Few things evoke as much pain as divorce. It tears lives apart, injures all involved, and leaves scars with lasting effects into subsequent generations. It is undoubtedly a terrible deviation from God’s intent for marriage.
The church, therefore, must be a beacon of compassion for those believers who have endured its torment. Yet, the role divorcees should play within the local congregation remains a matter of great controversy, particularly among evangelicals.
Paul’s concern is not the fulfillment of a legalistic checklist of requirements but that the church carefully select its leaders so as not to fall into ill repute.
Many believers claim that, while the church should lovingly welcome divorcees into the fold, it should not permit them to hold positions of leadership. Others, however, argue that such a blanket prohibition stands in contrast to the redemption offered through Jesus Christ.
What role, then, should divorcees play in the church? Who is the husband of one wife? Passages in 1 Timothy and Titus have forced churches to struggle with this question, with many concluding that these verses permanently bar divorcees from ordination. Since such significant decisions are built upon three verses in the Pastoral Letters, we must take great care to understand Paul’s message before implementing such drastic exclusionary measures.
BISHOPS AND OVERSEERS
Before addressing our main topic, we must briefly discuss another controversial aspect of these texts: the proper translation of episkopon. “Bishop” and “overseer” are the most common renderings, and the word choice reflects ongoing debates regarding proper ecclesiastical governance.
While episkopon could mean different things in the first century, it generally appeared as the title of an official position or fixed office. This is consistent with Paul’s use of the word in his letters, where it seems to refer to a fixed office with a specific function, namely, giving “oversight to” and teaching the church (cf. Phil 1:1; Titus 1:7). Whether this office oversaw multiple house churches in a geographical area, as reflected in modern episcopal models, or simply oversaw a single church body, as reflected in modern congregational models, is of little importance to our purposes here.

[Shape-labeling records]
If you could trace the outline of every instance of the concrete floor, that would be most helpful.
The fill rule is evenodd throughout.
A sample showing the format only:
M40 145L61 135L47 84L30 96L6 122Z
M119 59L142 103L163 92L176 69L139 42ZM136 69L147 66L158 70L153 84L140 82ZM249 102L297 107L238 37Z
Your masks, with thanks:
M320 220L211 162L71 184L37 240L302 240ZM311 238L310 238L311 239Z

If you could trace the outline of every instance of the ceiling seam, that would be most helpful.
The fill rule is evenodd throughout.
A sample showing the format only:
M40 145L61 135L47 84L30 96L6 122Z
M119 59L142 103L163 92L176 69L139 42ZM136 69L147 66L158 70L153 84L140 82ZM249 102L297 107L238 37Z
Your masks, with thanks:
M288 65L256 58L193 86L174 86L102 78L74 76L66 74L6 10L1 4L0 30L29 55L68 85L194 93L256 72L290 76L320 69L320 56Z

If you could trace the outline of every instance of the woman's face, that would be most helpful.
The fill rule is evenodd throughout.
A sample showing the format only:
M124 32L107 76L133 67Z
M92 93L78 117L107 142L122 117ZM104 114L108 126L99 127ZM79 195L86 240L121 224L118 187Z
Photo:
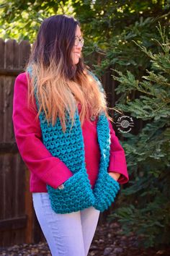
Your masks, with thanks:
M73 54L72 54L73 62L74 65L76 65L79 63L79 59L81 57L81 52L83 47L82 43L81 41L81 38L82 38L82 35L81 35L80 27L77 25L76 33L75 33L75 45L73 46Z

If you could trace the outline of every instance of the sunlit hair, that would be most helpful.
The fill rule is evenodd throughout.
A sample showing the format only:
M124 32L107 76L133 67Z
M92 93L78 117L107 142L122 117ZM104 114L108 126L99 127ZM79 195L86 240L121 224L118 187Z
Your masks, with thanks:
M55 124L59 117L66 130L66 111L73 123L77 103L81 106L81 125L85 117L107 115L105 95L89 74L82 56L74 65L72 51L79 22L66 15L52 16L42 23L27 67L32 76L29 81L29 101L34 101L35 89L39 103L37 116L44 111L48 122ZM35 88L32 85L36 85ZM33 101L32 101L33 102Z

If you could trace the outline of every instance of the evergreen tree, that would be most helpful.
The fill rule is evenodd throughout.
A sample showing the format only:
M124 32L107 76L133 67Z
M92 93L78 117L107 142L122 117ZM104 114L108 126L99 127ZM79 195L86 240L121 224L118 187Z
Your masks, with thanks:
M113 76L120 82L117 93L140 92L138 98L117 107L146 124L137 135L124 135L130 186L122 191L120 206L110 218L117 218L123 233L134 231L146 247L170 242L170 40L160 25L158 30L158 53L139 46L151 71L140 81L129 71Z

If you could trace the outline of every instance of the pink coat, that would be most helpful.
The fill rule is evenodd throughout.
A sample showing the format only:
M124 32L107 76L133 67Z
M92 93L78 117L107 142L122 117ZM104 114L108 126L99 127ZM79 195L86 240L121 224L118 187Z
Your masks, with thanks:
M14 85L13 122L19 151L31 172L30 191L47 192L46 184L57 188L73 174L63 162L53 157L42 141L37 111L27 105L27 80L26 73L20 74ZM97 178L100 160L97 142L97 120L85 120L82 127L84 141L85 161L89 179L94 187ZM117 182L128 182L125 155L109 122L111 147L108 171L121 174Z

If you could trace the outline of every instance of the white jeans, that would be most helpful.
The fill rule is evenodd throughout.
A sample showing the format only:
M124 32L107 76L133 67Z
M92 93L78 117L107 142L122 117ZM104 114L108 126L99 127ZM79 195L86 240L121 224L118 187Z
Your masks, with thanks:
M94 207L71 213L55 213L48 194L33 193L33 205L53 256L86 256L99 210Z

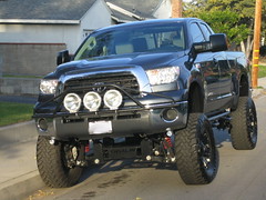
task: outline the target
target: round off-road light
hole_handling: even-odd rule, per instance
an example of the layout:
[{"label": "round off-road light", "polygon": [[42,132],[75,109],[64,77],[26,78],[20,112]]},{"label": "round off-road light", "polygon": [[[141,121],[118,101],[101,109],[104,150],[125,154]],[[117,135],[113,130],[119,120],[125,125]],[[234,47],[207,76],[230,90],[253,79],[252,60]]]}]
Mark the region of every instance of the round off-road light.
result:
[{"label": "round off-road light", "polygon": [[100,94],[93,91],[88,92],[83,98],[84,107],[91,112],[98,111],[98,109],[101,106],[101,102],[102,98],[100,97]]},{"label": "round off-road light", "polygon": [[63,101],[64,108],[72,112],[78,112],[81,107],[81,98],[76,93],[68,93]]},{"label": "round off-road light", "polygon": [[109,90],[103,97],[104,104],[110,110],[116,110],[122,103],[123,97],[117,90]]}]

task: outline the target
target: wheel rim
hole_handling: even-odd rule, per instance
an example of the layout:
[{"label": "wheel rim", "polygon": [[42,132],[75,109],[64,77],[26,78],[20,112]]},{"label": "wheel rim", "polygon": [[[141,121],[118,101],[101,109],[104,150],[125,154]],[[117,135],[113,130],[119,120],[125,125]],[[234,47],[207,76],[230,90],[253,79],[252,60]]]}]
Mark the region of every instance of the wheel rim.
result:
[{"label": "wheel rim", "polygon": [[249,133],[250,141],[257,142],[257,117],[256,111],[253,107],[248,108],[247,111],[247,131]]},{"label": "wheel rim", "polygon": [[204,131],[200,137],[198,156],[203,169],[207,176],[212,176],[215,171],[215,156],[214,147],[209,138],[209,132]]}]

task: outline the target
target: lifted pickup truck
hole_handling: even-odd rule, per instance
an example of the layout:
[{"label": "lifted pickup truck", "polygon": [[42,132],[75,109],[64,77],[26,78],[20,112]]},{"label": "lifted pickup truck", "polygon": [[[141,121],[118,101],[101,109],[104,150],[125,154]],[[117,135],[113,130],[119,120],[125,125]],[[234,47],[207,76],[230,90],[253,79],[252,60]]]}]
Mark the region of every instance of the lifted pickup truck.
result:
[{"label": "lifted pickup truck", "polygon": [[50,187],[115,159],[177,164],[187,184],[218,170],[213,128],[254,149],[257,117],[249,62],[200,19],[149,20],[91,33],[40,83],[37,163]]}]

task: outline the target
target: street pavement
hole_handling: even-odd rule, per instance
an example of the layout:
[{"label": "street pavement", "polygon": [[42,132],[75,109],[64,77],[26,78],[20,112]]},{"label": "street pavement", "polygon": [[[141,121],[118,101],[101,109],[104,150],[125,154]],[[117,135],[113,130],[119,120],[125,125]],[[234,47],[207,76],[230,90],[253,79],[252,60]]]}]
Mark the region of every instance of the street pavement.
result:
[{"label": "street pavement", "polygon": [[[266,78],[258,79],[258,86],[266,89]],[[263,98],[266,94],[265,89],[254,90],[254,98]],[[0,103],[1,101],[34,103],[35,100],[35,97],[0,94]],[[17,140],[7,139],[10,134],[14,134],[13,138]],[[40,191],[44,184],[35,164],[37,132],[33,121],[0,128],[0,140],[6,141],[4,144],[0,143],[0,199],[21,200]]]}]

Required work:
(a) Reproduce the text on divorce and church leadership from "Few things evoke" up to and including "through Jesus Christ.", with "divorcees" changed to "divorced believers".
(b) Carry the text on divorce and church leadership forward, picking up right after its final sentence.
None of the work here depends on the shape-labeling records.

Answers for this exercise:
(a)
Few things evoke as much pain as divorce. It tears lives apart, injures all involved, and leaves scars with lasting effects into subsequent generations. It is undoubtedly a terrible deviation from God’s intent for marriage.
The church, therefore, must be a beacon of compassion for those believers who have endured its torment. Yet, the role divorced believers should play within the local congregation remains a matter of great controversy, particularly among evangelicals.
Paul’s concern is not the fulfillment of a legalistic checklist of requirements but that the church carefully select its leaders so as not to fall into ill repute.
Many believers claim that, while the church should lovingly welcome divorced believers into the fold, it should not permit them to hold positions of leadership. Others, however, argue that such a blanket prohibition stands in contrast to the redemption offered through Jesus Christ.

(b)
A similar debate exists regarding the other distinct church offices Paul names. In 1 Timothy, for example, Paul describes the offices of overseer/bishop and deacon, but in Titus he also mentions the office of elder. The traditional view sees three distinct offices of bishop, elder, and deacon, but it is also possible that Paul meant “elder” as a broad, generic category of leadership encompassing both overseer/bishop and deacon.
This debate, however, while important, has little bearing on our efforts to understand Paul’s qualifications for church leaders in general. It therefore does not matter whether Paul had in mind an episcopal, presbyterian, or congregational model of church governance. I recognize the controversy surrounding the translation of these texts, but I must gloss over the issue, lest we become bogged down in Reformation-era debates to the neglect of our current inquiry.
LEADERS MUST BE BLAMELESS
In these passages, Paul teaches that church leaders must be “above reproach” (1 Tim 3:2) and “blameless” (1 Tim 3:10; Titus 1:6). Paul’s qualifications focus more on the personal qualities of prospective leaders than on the duties associated with the office, emphasizing his true concern: that leaders reflect positively upon the church. Indeed, none of the qualifications Paul provides are uniquely Christian, reflecting instead “the highest ideals of Hellenistic moral philosophy.”
Paul’s concern is with the reputation of the church within larger society, a recurring theme throughout the Pastoral Letters. Indeed, Paul repeats the same Greek word for “above reproach” from 1 Timothy 3:2 in 1 Timothy 5:7: “Give the people these instructions, too, so that no one may be open to blame.”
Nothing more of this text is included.